- **Reading text**:
A Tribute to Dr. Yosef Walder a”h

Look up Dr. Yosef Walder a”h, who was niftar on 16 Adar II at 73, and you’ll find phrases like, “brilliant scientist,” “innovative entrepreneur,” and “distinguished philanthropist.” Dr. Walder’s sons give us deeper insight into who this man was, what made him so unique, and what it is that the world lost when he passed.

Joseph Walder was born in 1951 in Philadelphia; his father was a furniture salesman, and a child of immigrants.

The family moved to suburban Chicago, where Joe grew up. Joe had a passion for science from the very beginning, and his father built him a basement chemistry lab for homemade experiments. He went on to earn both an MD and a PhD from Northwestern, eventually becoming a professor of biochemistry at the University of Iowa College of Medicine.

In 1987, he established Integrated DNA Technology (IDT — not to be confused with Howard Jonas’s communications company), which would grow over the years to become the leading provider of synthetic RNA and DNA for life-sciences research. IDT’s products and services are now used in virtually all aspects of biomedical research around the globe. An inspiring encounter with Torah Judaism in Skokie on Purim 1994 set him on a course of increased observance. He immediately moved to an apartment near the Skokie Kollel and Chabad, while still making the three-hour-plus commute back to his other home in Iowa City, near the company, as needed. About a year later, Dr. Yosef met his future wife Shira Malka, and in 1998, the family moved to a house in Chicago, where they identified some of the most important needs of the Jewish community that they set out to fill.

While the beneficiaries of Dr. Walder’s generosity span the globe, it is his hometown of Chicago and the surrounding areas that reaped the most from his transformative visions — Walder Education, Walder Science, and the Kehillah Fund to name a few.

“You know what he meant to you,” his son Mordechai said to the locals at the levayah, “but I don’t know if you know what you meant to him.”

Dr. Walder saw his chesed as merely “coming full circle,” for he felt an eternal debt of gratitude to the community that introduced him to Yiddishkeit.

Everything he accomplished was at the side of his life’s partner, Mrs. Shira Malka Walder. When she joined IDT, Dr. Walder split his own office so she could have her own. The tzedakah was theirs.

“Whenever he made a trip to the IDT Iowa branch,” remembers his son Moshe Chaim, “he would return for Shabbos and say he first had to stop at the local flower store to buy flowers for his ‘precious meideleh.’ ”

- **Recorded information**:
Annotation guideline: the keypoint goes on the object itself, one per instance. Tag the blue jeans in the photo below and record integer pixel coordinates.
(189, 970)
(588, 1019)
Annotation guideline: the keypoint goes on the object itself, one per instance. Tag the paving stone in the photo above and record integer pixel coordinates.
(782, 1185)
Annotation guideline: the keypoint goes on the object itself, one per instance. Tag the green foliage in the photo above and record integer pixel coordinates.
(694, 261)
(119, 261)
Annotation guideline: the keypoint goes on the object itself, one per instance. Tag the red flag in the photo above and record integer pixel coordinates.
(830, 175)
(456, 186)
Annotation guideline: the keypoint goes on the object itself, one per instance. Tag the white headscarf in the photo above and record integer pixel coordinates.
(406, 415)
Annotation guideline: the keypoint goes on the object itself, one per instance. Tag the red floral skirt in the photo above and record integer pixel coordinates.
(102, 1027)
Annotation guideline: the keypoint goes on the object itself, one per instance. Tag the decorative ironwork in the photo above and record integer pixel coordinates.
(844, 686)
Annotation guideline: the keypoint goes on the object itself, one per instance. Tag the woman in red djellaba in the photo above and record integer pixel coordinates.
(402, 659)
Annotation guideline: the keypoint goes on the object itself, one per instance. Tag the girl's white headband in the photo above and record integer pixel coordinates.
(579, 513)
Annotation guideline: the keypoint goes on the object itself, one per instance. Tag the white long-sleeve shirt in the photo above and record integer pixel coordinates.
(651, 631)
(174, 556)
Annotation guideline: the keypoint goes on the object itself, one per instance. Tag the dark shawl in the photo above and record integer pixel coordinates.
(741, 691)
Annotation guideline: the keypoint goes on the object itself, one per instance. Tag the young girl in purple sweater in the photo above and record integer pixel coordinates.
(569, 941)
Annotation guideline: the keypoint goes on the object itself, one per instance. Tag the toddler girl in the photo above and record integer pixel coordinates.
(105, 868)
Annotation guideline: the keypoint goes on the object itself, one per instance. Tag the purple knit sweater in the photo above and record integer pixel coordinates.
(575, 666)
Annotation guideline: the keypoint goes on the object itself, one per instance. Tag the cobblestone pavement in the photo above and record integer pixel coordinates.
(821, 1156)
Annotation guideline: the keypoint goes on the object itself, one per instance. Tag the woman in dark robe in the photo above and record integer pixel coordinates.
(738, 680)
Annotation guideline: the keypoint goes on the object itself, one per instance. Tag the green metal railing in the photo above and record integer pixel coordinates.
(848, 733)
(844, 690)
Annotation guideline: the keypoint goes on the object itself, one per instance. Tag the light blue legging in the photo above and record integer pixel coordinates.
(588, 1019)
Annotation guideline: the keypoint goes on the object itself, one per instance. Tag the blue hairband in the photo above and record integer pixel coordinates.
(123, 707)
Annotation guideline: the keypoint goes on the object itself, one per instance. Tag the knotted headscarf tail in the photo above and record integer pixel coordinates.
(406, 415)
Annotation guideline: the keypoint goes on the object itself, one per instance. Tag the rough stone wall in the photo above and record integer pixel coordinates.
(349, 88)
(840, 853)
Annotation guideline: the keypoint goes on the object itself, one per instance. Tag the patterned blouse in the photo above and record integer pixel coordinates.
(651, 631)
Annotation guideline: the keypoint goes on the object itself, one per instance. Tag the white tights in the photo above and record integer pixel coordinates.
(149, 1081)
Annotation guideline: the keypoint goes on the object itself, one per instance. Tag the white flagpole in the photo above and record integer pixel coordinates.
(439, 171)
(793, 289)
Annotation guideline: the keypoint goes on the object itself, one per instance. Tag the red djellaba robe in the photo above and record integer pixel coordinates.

- **Tasks**:
1. Copy the passage of the tribute to Dr. Yosef Walder that runs between "Look up Dr." and "when he passed.", inclusive.
2. Answer these questions from the tribute to Dr. Yosef Walder.
(a) In what year did he establish Integrated DNA Technology?
(b) From which university did he earn both an MD and a PhD?
(c) What did his father build for him while he was growing up?
3. Write the next part of the tribute to Dr. Yosef Walder, picking up after its final sentence.

- **Responses**:
1.
Look up Dr. Yosef Walder a”h, who was niftar on 16 Adar II at 73, and you’ll find phrases like, “brilliant scientist,” “innovative entrepreneur,” and “distinguished philanthropist.” Dr. Walder’s sons give us deeper insight into who this man was, what made him so unique, and what it is that the world lost when he passed.

2.
(a) 1987
(b) Northwestern
(c) A basement chemistry lab for homemade experiments

3.
When it came to his scientific advancements, Dr. Walder’s number one priority was using the proceeds to support the Jewish community — through both his own innovative projects and his contributions to others’. It was never about how much he could make, but how much he could give. He’d pledge significant contributions in advance, as though he were saying to Hashem, “I am making myself into a kli to give, fill me up so I can do it!”

At the levayah, Moshe Chaim recalls a powerful line from Rabbi Gadi Levy: “The Walders donated most of what they earned.”

With such a “lishmah” motor powering the company, it is no coincidence that over the next two decades, IDT blossomed into the world’s leading manufacturer of high-quality, custom synthetic DNA (known as oligos). Today, this product has become an essential tool in genetic research and finding cures for diseases, a testament to Dr. Walder’s pioneering efforts.

In 2018, the Walders decided to sell IDT. The sale’s proceeds were used to establish the Walder Foundation — which supports Jewish life, science innovation, the performing arts, migration and immigrant communities, and environmental sustainability, among other causes.

“Wherever I go,” says Moshe Chaim, “when people realize who my father is, they beam with praise and tell me how lucky I am to be his son. Mordechai, my sister Kathryn, and I feel so blessed to have been raised in the home of someone so incredible. I now live in Yerushalayim with my wife and children, and I hope to raise them to remember their grandfather by following the lessons that he embodied for the world.”

Those lessons can be distilled into four main categories: humility, chesed, attention, and emunah. Dr. Yosef Walder parlayed those lessons into a life of accomplishment.